Top of Input records
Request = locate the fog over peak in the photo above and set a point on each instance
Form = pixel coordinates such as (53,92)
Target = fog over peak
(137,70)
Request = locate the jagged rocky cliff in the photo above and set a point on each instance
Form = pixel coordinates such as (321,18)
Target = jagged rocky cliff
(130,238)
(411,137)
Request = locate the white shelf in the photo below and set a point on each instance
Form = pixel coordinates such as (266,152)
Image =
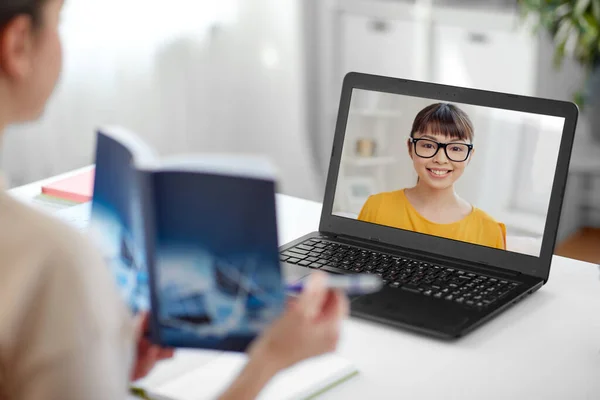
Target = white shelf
(369,161)
(376,113)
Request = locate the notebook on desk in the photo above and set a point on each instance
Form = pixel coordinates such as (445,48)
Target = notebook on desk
(214,374)
(77,188)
Bottom of Input records
> _Aim of the exercise_
Please copy the preceding records exactly and omit the images.

> _Solution for this problem_
Request = locate the fog over peak in the photo above and set a point on each instance
Form = pixel coordinates such as (53,92)
Target = fog over peak
(137,70)
Request = locate the jagged rocky cliff in the photo above and set a point on each instance
Form = pixel coordinates such as (321,18)
Target = jagged rocky cliff
(130,238)
(411,137)
Request = locate the white shelf in the photo below and set a point on each instance
Form = pixel coordinates such as (266,152)
Image =
Target = white shelf
(369,161)
(376,113)
Request = locate the notebook on desk in the photo above and set a point on each instance
Form = pixel coordinates such as (445,48)
Target = notebook on desk
(214,374)
(77,188)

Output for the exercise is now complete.